**Your assignment**
Begin with the line containing "Query: grassy hillside" and copy each line exactly through the last line of the entries, inclusive.

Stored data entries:
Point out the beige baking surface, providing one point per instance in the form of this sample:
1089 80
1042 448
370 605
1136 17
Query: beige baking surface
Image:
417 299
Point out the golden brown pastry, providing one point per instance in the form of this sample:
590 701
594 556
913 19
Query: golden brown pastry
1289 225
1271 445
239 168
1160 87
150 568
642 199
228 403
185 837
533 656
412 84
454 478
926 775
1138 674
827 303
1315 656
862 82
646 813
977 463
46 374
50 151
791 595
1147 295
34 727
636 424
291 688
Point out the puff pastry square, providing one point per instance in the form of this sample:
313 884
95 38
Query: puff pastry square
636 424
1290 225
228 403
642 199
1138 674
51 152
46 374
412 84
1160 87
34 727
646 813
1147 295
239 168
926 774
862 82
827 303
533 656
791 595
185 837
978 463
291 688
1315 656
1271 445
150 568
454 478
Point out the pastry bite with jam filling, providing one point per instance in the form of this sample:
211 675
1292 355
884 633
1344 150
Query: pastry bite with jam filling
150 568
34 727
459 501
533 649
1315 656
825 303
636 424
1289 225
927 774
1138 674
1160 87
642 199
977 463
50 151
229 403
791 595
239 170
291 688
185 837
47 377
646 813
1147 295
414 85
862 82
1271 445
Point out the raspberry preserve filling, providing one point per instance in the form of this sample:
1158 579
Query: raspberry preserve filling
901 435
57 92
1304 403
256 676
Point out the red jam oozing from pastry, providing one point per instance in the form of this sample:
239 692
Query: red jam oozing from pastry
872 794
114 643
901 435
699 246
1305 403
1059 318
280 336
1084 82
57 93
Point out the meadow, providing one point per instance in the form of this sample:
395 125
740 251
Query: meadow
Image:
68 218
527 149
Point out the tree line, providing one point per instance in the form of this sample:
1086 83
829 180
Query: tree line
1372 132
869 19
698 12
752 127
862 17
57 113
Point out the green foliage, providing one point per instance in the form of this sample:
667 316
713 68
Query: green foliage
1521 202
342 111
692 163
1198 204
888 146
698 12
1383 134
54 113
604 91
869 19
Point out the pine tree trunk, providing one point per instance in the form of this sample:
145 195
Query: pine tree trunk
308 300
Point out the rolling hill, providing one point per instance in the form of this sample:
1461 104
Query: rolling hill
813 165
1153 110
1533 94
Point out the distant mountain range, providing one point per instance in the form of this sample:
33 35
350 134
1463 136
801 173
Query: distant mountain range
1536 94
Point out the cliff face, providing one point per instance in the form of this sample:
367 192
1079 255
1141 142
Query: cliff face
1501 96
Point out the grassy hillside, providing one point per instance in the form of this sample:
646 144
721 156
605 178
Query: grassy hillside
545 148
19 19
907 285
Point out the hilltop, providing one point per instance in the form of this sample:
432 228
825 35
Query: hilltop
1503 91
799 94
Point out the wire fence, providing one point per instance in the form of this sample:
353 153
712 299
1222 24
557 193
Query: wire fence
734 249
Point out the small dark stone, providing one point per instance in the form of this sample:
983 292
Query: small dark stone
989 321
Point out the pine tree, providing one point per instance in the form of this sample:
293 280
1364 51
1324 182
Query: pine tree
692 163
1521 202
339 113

**Output for this task**
Query: grassy hillside
545 148
19 19
907 285
Point out the hilltop, providing one point per instance in the form of this sample:
432 228
825 35
Query: hilltop
1503 91
799 94
Point out the wire fence, providing one point per instance in the form of this sample:
353 153
712 299
1222 24
557 193
Query: wire fence
734 249
Point out the small dark stone, providing one point per instance in the form of this sample:
983 292
Query: small dark stone
989 321
Point out the pine tree, providing one point per instance in the form of this sample:
293 280
1364 51
1324 182
Query: pine tree
692 163
1521 202
339 113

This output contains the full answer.